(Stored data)
-=-=-

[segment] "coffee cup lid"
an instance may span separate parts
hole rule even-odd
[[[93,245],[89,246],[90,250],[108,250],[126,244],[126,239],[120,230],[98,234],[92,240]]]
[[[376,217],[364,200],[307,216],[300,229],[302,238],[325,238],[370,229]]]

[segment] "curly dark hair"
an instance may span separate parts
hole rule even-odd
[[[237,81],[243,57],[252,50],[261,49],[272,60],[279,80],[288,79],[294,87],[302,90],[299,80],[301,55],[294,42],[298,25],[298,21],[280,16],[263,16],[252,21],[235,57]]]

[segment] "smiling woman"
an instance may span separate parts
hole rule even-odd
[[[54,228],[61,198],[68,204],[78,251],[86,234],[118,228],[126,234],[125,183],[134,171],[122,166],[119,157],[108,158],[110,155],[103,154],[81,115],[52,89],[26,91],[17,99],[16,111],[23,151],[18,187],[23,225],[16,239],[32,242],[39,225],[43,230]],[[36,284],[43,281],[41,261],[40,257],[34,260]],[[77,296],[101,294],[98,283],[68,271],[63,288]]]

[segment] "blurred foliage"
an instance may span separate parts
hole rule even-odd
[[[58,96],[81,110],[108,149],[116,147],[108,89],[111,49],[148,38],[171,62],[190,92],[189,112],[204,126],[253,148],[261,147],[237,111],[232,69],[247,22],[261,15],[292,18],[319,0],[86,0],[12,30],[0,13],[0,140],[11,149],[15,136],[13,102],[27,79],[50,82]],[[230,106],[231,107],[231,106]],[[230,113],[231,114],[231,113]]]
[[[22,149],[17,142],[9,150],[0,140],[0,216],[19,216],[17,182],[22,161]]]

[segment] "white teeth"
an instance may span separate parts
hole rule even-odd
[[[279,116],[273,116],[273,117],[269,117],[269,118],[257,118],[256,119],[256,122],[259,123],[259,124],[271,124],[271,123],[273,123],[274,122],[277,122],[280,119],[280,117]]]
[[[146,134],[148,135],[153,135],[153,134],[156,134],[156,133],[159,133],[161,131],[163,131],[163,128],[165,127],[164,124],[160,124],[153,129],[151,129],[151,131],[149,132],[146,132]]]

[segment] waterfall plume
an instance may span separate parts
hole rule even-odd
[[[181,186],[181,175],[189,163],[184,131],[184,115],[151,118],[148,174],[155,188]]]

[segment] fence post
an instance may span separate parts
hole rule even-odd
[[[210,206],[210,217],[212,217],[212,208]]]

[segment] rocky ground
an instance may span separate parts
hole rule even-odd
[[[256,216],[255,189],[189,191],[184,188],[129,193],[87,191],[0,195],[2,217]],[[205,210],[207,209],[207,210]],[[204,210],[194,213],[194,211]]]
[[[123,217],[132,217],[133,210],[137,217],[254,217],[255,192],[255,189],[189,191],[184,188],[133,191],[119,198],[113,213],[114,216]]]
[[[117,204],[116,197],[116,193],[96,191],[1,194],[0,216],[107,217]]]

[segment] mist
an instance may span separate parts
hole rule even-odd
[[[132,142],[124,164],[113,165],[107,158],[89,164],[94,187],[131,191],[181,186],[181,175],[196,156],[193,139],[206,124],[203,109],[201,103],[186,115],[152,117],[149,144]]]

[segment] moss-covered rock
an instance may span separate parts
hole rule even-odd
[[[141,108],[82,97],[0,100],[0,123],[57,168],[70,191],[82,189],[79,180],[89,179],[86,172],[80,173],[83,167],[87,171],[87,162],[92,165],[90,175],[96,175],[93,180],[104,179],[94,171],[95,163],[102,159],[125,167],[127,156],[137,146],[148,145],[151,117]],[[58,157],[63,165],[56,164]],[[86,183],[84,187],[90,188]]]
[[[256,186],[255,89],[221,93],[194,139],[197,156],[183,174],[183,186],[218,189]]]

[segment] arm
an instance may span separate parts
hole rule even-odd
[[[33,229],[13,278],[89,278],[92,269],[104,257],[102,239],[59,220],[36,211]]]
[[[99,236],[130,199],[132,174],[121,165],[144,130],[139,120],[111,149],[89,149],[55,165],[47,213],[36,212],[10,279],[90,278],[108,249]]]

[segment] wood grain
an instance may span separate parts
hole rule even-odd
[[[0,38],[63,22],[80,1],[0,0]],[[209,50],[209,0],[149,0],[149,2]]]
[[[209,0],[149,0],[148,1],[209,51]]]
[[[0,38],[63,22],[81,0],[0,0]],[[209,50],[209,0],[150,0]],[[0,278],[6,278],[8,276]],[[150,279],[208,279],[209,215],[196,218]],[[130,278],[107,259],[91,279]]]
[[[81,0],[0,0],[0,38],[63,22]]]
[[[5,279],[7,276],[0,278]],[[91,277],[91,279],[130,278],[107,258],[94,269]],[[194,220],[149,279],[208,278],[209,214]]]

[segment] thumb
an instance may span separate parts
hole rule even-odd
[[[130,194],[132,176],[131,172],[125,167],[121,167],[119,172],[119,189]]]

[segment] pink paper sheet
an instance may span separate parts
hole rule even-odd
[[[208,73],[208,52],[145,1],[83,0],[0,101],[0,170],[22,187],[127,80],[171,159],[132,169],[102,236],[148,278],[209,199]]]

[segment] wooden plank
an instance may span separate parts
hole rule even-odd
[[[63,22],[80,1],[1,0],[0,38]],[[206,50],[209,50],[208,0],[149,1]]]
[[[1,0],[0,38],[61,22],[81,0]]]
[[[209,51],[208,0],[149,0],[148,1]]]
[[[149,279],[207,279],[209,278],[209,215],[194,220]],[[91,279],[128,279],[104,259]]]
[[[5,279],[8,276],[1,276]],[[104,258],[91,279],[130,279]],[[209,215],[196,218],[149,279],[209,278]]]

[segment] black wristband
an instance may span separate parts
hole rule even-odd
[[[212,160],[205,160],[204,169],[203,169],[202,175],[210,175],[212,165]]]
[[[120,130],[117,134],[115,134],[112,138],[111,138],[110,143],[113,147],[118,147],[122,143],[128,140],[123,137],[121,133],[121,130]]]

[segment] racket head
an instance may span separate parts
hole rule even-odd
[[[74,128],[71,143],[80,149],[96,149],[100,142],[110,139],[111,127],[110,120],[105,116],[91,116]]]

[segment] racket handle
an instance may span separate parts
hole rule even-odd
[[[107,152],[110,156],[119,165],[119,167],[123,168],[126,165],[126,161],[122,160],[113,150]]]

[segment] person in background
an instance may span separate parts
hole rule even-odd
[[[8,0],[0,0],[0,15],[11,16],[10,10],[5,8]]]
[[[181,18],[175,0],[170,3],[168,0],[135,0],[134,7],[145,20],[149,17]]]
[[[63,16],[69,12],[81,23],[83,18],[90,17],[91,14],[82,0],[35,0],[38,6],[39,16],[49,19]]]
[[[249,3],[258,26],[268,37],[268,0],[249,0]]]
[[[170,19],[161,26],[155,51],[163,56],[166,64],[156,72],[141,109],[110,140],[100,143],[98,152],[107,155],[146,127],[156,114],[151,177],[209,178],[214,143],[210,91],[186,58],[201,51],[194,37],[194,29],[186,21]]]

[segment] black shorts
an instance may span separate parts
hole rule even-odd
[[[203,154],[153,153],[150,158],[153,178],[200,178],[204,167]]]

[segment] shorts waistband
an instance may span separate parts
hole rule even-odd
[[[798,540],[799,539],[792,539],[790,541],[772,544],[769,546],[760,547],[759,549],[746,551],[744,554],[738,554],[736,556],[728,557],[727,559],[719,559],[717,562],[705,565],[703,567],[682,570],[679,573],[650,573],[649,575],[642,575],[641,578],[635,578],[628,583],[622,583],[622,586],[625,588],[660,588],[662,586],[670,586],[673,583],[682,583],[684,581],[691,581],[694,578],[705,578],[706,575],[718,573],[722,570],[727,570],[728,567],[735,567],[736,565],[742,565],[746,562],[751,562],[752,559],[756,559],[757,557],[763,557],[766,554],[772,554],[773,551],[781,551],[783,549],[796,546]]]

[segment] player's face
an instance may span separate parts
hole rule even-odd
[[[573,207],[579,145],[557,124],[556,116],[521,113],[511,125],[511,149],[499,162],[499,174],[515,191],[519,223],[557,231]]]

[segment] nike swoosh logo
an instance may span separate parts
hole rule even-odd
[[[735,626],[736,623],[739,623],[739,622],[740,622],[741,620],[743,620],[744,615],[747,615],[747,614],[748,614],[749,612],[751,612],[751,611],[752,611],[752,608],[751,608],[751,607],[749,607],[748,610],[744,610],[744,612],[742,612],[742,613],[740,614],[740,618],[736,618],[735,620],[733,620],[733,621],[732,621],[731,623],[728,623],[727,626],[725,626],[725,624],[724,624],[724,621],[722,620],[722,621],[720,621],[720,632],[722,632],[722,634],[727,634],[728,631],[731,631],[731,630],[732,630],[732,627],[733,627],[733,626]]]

-=-=-

**WHAT YOU WILL DO**: Reproduce, unchanged, the stretch of the listing from the line containing "[segment] waterfall plume" through the line containing "[[[210,206],[210,217],[212,217],[212,208]]]", including both of those lines.

**SOLUTION**:
[segment] waterfall plume
an instance may span separate parts
hole rule even-odd
[[[181,186],[181,175],[189,163],[184,131],[184,115],[151,118],[148,174],[155,188]]]

[segment] fence post
an instance may span separate parts
hole rule even-odd
[[[210,206],[210,217],[212,217],[212,208]]]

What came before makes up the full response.